Aim of the task -> Please copy the lines below word for word, leaving out the pictures.

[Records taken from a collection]

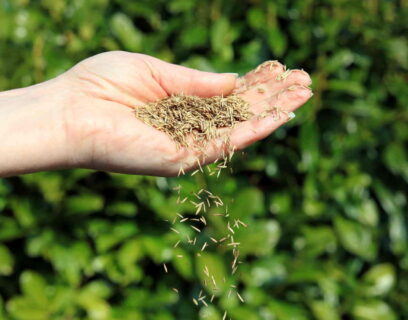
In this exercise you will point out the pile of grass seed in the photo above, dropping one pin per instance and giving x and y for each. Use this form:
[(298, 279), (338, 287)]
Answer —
[(184, 117)]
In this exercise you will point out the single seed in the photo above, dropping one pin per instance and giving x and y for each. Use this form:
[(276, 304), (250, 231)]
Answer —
[(240, 298), (174, 230)]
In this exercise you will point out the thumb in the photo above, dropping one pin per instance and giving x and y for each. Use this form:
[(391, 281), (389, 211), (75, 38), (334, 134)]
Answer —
[(175, 79)]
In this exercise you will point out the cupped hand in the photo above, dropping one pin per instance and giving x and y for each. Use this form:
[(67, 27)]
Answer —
[(104, 134)]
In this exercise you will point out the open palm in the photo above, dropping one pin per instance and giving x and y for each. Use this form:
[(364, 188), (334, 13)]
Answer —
[(107, 87)]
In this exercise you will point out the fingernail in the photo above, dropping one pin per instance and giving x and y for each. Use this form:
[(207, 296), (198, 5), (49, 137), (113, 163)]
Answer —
[(291, 115), (236, 75)]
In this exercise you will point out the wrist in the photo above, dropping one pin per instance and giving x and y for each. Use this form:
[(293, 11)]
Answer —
[(33, 129)]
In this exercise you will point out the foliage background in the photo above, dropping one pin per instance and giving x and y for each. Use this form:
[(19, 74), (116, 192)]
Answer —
[(325, 196)]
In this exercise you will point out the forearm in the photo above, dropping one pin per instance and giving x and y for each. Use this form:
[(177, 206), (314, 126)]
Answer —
[(32, 133)]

The answer ->
In this exercise you will point out the pile of grass seed in the photo above, dropping one pin per instance and giving x and y for each. Use this form:
[(298, 279), (338, 287)]
Answer —
[(184, 117)]
In this exercise you will point out the single seed in the photo above, dropping one pin per instance and giving x and y for each. Use this form:
[(276, 304), (250, 231)]
Answer —
[(240, 298), (174, 230)]
In this exercise you will point out the thumb in the photo above, dropping one pin per instance and giving x and y for each. Use this form:
[(391, 281), (389, 211), (75, 38), (334, 134)]
Answer —
[(175, 79)]
In this exercise you will point out the cupped hand in the photo above, dropping one pin per instance and giving x and y for each. Use this form:
[(67, 27)]
Answer —
[(104, 134)]
In this exercise you will point out the open palm in the photo above, dropping one pin per instance and giving x and y for each. Use this form:
[(364, 188), (334, 13)]
Answer —
[(107, 87)]
In this exercise you will point out the fingernail in the photo above, dropping one pin per instance and giving x and y for each. Use this form:
[(207, 296), (198, 5), (49, 137), (113, 163)]
Answer —
[(291, 115), (236, 75)]
In this exercise you will point out the wrist in the photo above, dropping one pin per instance and giving x and y for each. Use this form:
[(293, 11)]
Answer —
[(33, 129)]
In this exercise you will point out the foliage background in the photo above, dropping one pin per instance and giving x and y for each. Use this form:
[(19, 74), (116, 192)]
Answer —
[(325, 196)]
In this exercise you will point out the forearm in the photo above, dropping one pin per instance and giving x and y for each. Use this form:
[(177, 206), (314, 126)]
Answer —
[(32, 133)]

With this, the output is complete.